Set exercise> Extract every line of the records below that contains the string "crowd", treating the match as case-sensitive.
----- Dataset content -----
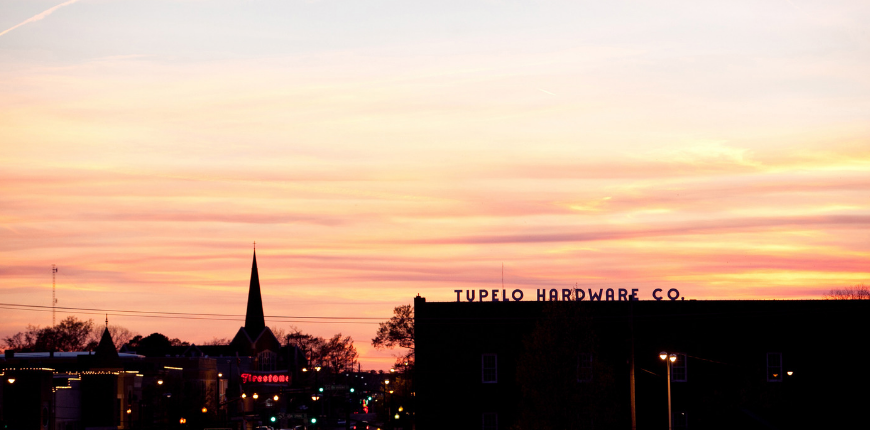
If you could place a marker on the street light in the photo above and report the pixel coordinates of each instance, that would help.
(669, 359)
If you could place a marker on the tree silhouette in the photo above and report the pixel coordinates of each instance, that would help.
(398, 331)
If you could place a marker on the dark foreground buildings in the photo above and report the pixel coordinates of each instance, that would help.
(240, 385)
(566, 365)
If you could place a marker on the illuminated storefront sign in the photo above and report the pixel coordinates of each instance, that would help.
(564, 295)
(270, 378)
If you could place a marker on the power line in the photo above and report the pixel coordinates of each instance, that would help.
(195, 316)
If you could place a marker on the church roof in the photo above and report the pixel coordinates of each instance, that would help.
(255, 321)
(105, 355)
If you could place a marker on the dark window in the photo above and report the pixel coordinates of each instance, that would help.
(584, 367)
(774, 367)
(490, 421)
(678, 369)
(489, 368)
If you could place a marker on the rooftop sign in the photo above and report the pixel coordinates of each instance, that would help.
(269, 378)
(565, 295)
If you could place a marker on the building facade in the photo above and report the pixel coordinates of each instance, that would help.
(581, 364)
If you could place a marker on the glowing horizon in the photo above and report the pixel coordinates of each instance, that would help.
(376, 152)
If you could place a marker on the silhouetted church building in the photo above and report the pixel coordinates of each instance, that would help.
(193, 385)
(579, 364)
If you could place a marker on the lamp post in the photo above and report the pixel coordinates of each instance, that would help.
(669, 359)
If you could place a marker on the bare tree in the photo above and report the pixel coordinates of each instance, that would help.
(398, 331)
(854, 292)
(120, 336)
(309, 345)
(279, 333)
(339, 352)
(218, 341)
(70, 334)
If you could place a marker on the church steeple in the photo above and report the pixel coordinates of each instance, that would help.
(255, 321)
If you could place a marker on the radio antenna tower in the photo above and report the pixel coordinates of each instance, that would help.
(53, 293)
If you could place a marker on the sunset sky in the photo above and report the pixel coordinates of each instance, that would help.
(376, 150)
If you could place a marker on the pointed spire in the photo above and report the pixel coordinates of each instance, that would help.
(255, 321)
(106, 349)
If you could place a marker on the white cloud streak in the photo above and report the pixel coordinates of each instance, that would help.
(40, 15)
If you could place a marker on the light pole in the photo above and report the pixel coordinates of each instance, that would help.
(669, 359)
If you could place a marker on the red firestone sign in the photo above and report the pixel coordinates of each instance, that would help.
(270, 378)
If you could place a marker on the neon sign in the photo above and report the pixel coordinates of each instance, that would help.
(565, 295)
(268, 378)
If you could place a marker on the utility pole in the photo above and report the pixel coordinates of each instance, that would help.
(53, 294)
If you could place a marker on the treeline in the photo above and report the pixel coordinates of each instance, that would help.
(73, 334)
(70, 334)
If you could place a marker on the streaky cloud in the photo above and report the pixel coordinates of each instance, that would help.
(39, 16)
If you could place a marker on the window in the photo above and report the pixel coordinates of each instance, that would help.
(490, 421)
(489, 368)
(584, 367)
(678, 369)
(681, 420)
(774, 367)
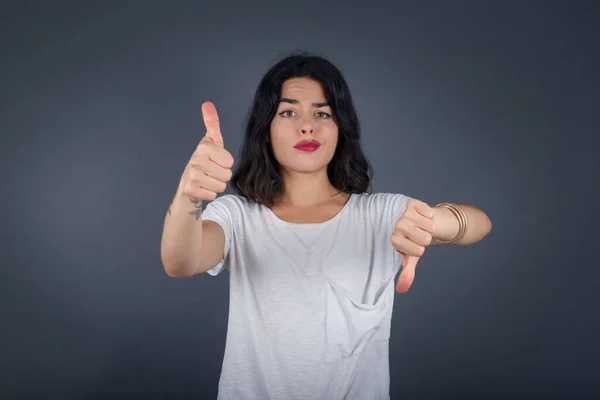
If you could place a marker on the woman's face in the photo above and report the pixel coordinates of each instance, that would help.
(303, 133)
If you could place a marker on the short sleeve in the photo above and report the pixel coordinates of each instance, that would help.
(221, 211)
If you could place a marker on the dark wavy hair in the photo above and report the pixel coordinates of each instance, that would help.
(257, 175)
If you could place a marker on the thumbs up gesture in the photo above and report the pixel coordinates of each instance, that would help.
(209, 168)
(412, 233)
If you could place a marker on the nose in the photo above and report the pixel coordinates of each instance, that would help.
(306, 126)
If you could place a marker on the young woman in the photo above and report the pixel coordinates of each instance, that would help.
(312, 256)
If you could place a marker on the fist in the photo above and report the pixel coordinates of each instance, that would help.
(412, 233)
(209, 168)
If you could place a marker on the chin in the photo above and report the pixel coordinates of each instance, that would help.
(304, 167)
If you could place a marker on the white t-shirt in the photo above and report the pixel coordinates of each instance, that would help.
(310, 304)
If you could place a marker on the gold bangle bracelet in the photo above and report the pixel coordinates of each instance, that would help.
(462, 222)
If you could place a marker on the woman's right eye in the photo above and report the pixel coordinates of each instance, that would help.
(286, 113)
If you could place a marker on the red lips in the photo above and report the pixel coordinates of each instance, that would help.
(307, 145)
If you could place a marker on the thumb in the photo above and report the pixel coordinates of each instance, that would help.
(211, 121)
(407, 276)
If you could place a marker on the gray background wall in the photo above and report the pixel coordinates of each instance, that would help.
(489, 103)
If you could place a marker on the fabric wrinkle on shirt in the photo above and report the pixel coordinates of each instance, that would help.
(310, 304)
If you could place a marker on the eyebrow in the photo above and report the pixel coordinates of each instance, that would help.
(294, 101)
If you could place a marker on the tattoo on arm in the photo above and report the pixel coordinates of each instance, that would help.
(197, 211)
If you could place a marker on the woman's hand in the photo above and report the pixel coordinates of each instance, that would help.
(209, 168)
(413, 232)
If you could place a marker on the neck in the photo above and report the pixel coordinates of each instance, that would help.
(306, 189)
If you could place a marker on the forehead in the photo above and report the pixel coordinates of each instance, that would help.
(303, 89)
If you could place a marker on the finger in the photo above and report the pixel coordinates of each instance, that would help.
(424, 223)
(406, 246)
(424, 209)
(216, 171)
(407, 276)
(198, 193)
(419, 236)
(211, 121)
(209, 183)
(222, 157)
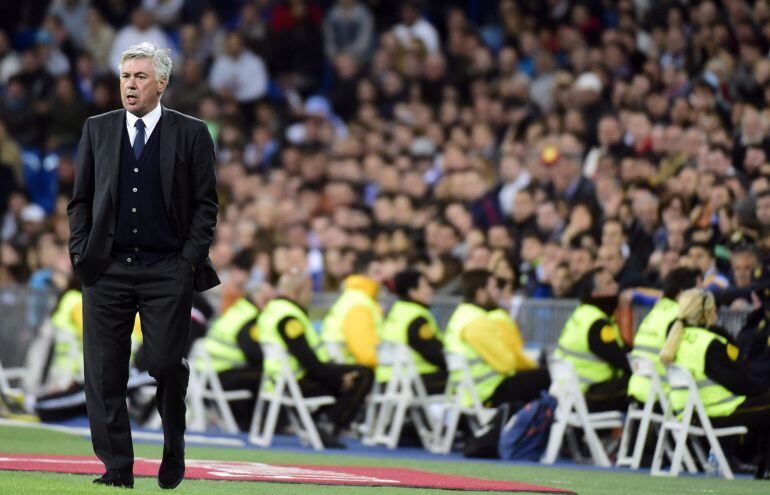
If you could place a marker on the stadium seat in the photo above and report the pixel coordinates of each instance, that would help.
(572, 411)
(404, 392)
(458, 385)
(283, 390)
(205, 385)
(643, 367)
(680, 425)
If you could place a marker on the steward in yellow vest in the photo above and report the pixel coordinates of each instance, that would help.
(284, 322)
(590, 340)
(66, 368)
(472, 333)
(411, 323)
(731, 394)
(354, 322)
(653, 330)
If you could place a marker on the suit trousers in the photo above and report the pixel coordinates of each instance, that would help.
(161, 292)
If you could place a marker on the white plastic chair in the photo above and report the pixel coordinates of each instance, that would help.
(459, 384)
(283, 390)
(572, 410)
(205, 385)
(681, 427)
(403, 393)
(8, 375)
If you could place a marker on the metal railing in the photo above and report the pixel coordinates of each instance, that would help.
(22, 310)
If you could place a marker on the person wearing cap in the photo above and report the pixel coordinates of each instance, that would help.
(652, 332)
(475, 332)
(411, 322)
(590, 340)
(731, 393)
(233, 346)
(142, 219)
(284, 321)
(352, 325)
(702, 257)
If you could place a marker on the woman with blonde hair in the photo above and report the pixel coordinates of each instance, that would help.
(731, 394)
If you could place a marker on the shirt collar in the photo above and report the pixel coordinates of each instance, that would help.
(150, 120)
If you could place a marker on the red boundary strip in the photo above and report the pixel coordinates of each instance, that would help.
(254, 471)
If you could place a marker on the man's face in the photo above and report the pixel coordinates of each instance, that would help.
(612, 234)
(763, 211)
(743, 265)
(604, 285)
(579, 263)
(423, 293)
(700, 258)
(609, 258)
(140, 89)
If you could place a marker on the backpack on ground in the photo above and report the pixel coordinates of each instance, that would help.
(525, 435)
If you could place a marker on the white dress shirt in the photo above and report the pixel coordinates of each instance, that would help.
(150, 121)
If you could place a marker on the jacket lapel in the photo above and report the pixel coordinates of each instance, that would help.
(116, 133)
(167, 154)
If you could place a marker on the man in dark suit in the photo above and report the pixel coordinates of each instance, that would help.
(142, 218)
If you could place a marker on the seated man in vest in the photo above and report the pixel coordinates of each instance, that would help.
(652, 331)
(284, 322)
(731, 393)
(351, 328)
(410, 322)
(502, 317)
(233, 346)
(472, 333)
(591, 341)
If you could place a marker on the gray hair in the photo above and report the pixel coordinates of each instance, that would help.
(161, 58)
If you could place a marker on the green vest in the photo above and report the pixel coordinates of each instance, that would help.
(485, 376)
(331, 331)
(221, 341)
(63, 324)
(691, 354)
(275, 311)
(573, 346)
(395, 330)
(648, 341)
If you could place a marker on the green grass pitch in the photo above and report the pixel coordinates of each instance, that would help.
(584, 482)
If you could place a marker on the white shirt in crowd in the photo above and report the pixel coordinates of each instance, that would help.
(150, 121)
(421, 30)
(244, 76)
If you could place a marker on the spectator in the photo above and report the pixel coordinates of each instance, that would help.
(74, 14)
(416, 29)
(297, 43)
(140, 30)
(10, 63)
(99, 37)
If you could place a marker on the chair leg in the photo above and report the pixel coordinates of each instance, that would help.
(641, 435)
(625, 439)
(681, 442)
(556, 435)
(444, 443)
(223, 407)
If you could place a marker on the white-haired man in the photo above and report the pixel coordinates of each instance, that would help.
(142, 218)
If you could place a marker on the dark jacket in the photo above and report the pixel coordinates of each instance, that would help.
(187, 181)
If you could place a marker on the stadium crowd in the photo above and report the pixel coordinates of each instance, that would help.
(551, 149)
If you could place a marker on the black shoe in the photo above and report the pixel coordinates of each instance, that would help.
(330, 441)
(117, 479)
(171, 471)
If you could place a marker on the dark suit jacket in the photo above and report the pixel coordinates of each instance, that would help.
(188, 183)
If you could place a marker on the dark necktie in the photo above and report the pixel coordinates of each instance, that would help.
(139, 139)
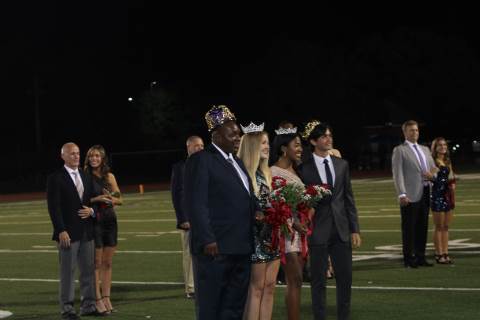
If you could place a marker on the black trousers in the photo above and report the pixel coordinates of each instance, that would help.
(341, 254)
(221, 286)
(415, 227)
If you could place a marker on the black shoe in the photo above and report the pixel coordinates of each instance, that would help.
(410, 264)
(70, 316)
(424, 263)
(94, 313)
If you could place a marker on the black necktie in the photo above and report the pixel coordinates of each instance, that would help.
(328, 173)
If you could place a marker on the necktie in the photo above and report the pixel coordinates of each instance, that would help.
(328, 173)
(230, 160)
(78, 184)
(420, 158)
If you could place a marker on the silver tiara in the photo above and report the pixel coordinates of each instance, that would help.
(286, 131)
(252, 127)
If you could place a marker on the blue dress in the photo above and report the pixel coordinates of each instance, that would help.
(262, 232)
(439, 196)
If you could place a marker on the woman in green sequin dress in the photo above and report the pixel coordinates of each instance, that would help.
(254, 152)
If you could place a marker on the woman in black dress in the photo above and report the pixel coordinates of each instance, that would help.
(442, 199)
(96, 164)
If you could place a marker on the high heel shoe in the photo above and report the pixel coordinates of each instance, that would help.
(441, 259)
(447, 259)
(98, 309)
(108, 304)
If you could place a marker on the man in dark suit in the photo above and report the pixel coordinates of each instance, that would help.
(69, 192)
(194, 144)
(335, 222)
(221, 206)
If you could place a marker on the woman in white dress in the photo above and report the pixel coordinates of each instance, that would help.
(287, 152)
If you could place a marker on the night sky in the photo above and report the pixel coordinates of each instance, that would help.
(352, 67)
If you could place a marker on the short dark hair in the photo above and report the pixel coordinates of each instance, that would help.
(408, 124)
(319, 131)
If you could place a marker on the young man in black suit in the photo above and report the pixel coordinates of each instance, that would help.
(194, 144)
(221, 205)
(69, 191)
(335, 222)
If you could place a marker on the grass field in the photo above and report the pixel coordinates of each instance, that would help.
(148, 274)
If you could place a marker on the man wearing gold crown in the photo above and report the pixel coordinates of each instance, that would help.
(221, 204)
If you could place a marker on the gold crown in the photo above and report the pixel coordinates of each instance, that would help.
(217, 116)
(281, 131)
(309, 128)
(252, 127)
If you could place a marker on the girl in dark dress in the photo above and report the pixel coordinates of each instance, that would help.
(254, 152)
(442, 199)
(106, 224)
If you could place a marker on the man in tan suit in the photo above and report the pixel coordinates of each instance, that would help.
(413, 168)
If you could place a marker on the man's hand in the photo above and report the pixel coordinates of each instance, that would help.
(211, 249)
(85, 212)
(259, 216)
(404, 201)
(185, 225)
(64, 239)
(356, 240)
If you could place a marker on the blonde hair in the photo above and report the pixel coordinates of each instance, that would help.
(249, 153)
(446, 159)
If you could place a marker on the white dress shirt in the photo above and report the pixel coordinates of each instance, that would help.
(240, 172)
(72, 173)
(319, 162)
(424, 160)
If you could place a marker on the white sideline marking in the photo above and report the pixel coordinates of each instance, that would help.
(120, 220)
(50, 234)
(281, 286)
(118, 251)
(175, 232)
(398, 215)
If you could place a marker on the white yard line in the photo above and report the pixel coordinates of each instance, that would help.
(118, 251)
(168, 283)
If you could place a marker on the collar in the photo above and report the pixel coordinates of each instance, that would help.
(321, 159)
(229, 156)
(411, 144)
(70, 170)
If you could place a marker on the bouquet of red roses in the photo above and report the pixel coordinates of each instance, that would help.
(286, 201)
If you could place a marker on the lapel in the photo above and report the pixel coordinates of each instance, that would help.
(312, 166)
(338, 174)
(219, 157)
(69, 180)
(413, 156)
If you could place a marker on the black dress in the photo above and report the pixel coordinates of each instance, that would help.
(440, 201)
(106, 230)
(263, 232)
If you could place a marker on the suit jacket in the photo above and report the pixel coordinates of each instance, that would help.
(340, 207)
(219, 207)
(407, 172)
(64, 202)
(176, 187)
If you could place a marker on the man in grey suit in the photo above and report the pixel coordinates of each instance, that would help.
(336, 227)
(69, 191)
(413, 168)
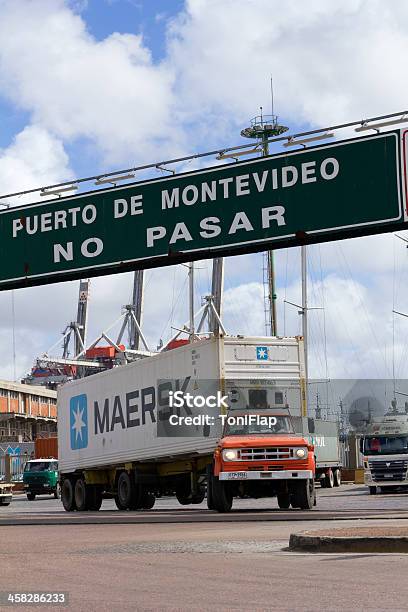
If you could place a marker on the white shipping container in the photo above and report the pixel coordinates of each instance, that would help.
(112, 417)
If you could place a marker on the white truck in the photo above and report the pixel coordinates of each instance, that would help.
(385, 452)
(116, 436)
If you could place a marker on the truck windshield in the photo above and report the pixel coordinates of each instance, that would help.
(384, 445)
(40, 466)
(253, 424)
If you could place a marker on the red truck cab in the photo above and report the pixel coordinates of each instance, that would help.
(260, 455)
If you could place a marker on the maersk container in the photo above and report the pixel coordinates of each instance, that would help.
(119, 416)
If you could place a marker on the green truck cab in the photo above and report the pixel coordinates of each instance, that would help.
(40, 477)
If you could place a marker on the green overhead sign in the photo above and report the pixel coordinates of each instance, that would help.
(316, 194)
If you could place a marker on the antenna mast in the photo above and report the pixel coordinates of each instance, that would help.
(262, 127)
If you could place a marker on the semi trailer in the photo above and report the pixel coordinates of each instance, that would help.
(385, 452)
(220, 416)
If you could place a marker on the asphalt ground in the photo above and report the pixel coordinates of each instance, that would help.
(348, 501)
(185, 564)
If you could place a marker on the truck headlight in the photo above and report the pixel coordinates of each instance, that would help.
(230, 454)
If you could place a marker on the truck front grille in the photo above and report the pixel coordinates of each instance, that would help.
(268, 454)
(388, 470)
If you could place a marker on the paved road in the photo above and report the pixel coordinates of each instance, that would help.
(350, 501)
(182, 561)
(196, 567)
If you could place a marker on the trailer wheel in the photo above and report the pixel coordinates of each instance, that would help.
(283, 501)
(81, 495)
(337, 477)
(94, 498)
(329, 479)
(125, 497)
(222, 495)
(303, 495)
(67, 495)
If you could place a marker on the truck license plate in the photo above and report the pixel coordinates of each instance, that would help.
(237, 475)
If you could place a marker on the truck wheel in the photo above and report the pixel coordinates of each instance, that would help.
(210, 495)
(222, 495)
(126, 493)
(81, 495)
(198, 497)
(337, 477)
(329, 479)
(67, 495)
(303, 495)
(183, 493)
(283, 501)
(210, 500)
(148, 500)
(95, 498)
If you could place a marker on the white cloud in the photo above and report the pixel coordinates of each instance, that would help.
(331, 61)
(108, 91)
(34, 158)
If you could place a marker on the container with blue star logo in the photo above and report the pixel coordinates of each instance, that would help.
(262, 353)
(78, 416)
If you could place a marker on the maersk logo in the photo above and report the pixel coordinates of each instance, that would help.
(78, 414)
(262, 353)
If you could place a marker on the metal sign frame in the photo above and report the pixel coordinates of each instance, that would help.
(173, 256)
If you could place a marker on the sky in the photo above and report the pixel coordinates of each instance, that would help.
(89, 86)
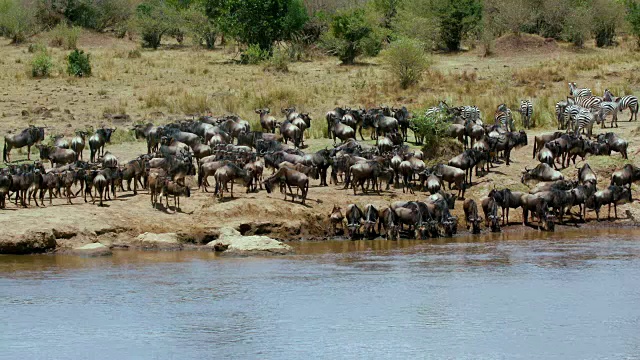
-----
Result of this exercise>
If you could place a marker on the white shirt in crowd in the photo above and report the pixel coordinates of each instance, that would help.
If you could place a marker on the stadium crowd in the photo above and report the pixel coordinates of each instance, that would help.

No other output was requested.